REQUIRED TASK
Turn all of the records below into a Markdown table with two columns, Row and Line, putting a row number in the first column and each line in the second. Skip any blank lines.

PROVIDED DATA
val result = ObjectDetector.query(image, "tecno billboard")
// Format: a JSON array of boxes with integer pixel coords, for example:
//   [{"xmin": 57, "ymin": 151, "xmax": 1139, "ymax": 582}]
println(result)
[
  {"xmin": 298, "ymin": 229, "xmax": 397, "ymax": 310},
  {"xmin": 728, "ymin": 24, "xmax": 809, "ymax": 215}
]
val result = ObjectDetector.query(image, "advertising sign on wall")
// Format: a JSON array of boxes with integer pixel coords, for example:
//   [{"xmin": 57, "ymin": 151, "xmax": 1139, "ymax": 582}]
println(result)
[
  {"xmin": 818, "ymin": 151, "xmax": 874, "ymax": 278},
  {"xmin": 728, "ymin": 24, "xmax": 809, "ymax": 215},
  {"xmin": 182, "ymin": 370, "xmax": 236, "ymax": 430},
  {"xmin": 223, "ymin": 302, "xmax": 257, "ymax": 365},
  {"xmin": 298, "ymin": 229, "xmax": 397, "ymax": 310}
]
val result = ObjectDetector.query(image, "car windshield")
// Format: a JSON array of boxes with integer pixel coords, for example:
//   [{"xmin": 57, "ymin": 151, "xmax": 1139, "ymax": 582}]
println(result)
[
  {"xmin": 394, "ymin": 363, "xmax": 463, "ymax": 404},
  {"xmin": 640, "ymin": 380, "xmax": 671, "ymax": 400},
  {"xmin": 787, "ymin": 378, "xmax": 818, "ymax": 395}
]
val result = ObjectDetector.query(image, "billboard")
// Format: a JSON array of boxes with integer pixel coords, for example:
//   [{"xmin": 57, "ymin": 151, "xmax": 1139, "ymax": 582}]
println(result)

PROBLEM SOLUTION
| Row | Line |
|---|---|
| 1 | val result = ObjectDetector.query(image, "tecno billboard") |
| 2 | // Format: a JSON array of boxes with integer pixel coords, for example: |
| 3 | //   [{"xmin": 57, "ymin": 151, "xmax": 1139, "ymax": 582}] |
| 4 | println(result) |
| 5 | [ |
| 6 |   {"xmin": 298, "ymin": 229, "xmax": 397, "ymax": 310}, |
| 7 |   {"xmin": 728, "ymin": 24, "xmax": 809, "ymax": 215} |
| 8 | ] |
| 9 | val result = ObjectDetector.query(image, "advertising sign on wall") |
| 10 | // Format: a JSON array of boxes with integer pixel coords, for example: |
| 11 | //   [{"xmin": 57, "ymin": 151, "xmax": 1139, "ymax": 582}] |
| 12 | println(result) |
| 13 | [ |
| 14 |   {"xmin": 818, "ymin": 151, "xmax": 874, "ymax": 278}, |
| 15 |   {"xmin": 728, "ymin": 24, "xmax": 809, "ymax": 215}, |
| 16 |   {"xmin": 182, "ymin": 370, "xmax": 236, "ymax": 430}, |
| 17 |   {"xmin": 223, "ymin": 302, "xmax": 257, "ymax": 365}, |
| 18 |   {"xmin": 298, "ymin": 229, "xmax": 397, "ymax": 310} |
| 19 | ] |
| 20 | val result = ObjectDetector.query(image, "car windshield") |
| 21 | // Format: a JSON array of boxes with integer pixel coords, for example: |
| 22 | //   [{"xmin": 57, "ymin": 151, "xmax": 1139, "ymax": 582}] |
| 23 | println(result) |
| 24 | [ |
| 25 |   {"xmin": 394, "ymin": 363, "xmax": 463, "ymax": 404}, |
| 26 |   {"xmin": 640, "ymin": 380, "xmax": 671, "ymax": 400}, |
| 27 |   {"xmin": 787, "ymin": 378, "xmax": 818, "ymax": 395} |
| 28 | ] |
| 29 | val result = ObjectDetector.query(image, "billboard") |
| 30 | // Format: a JSON array of boxes with integer pixel coords, for example: |
| 31 | //   [{"xmin": 57, "ymin": 151, "xmax": 1139, "ymax": 582}] |
| 32 | println(result) |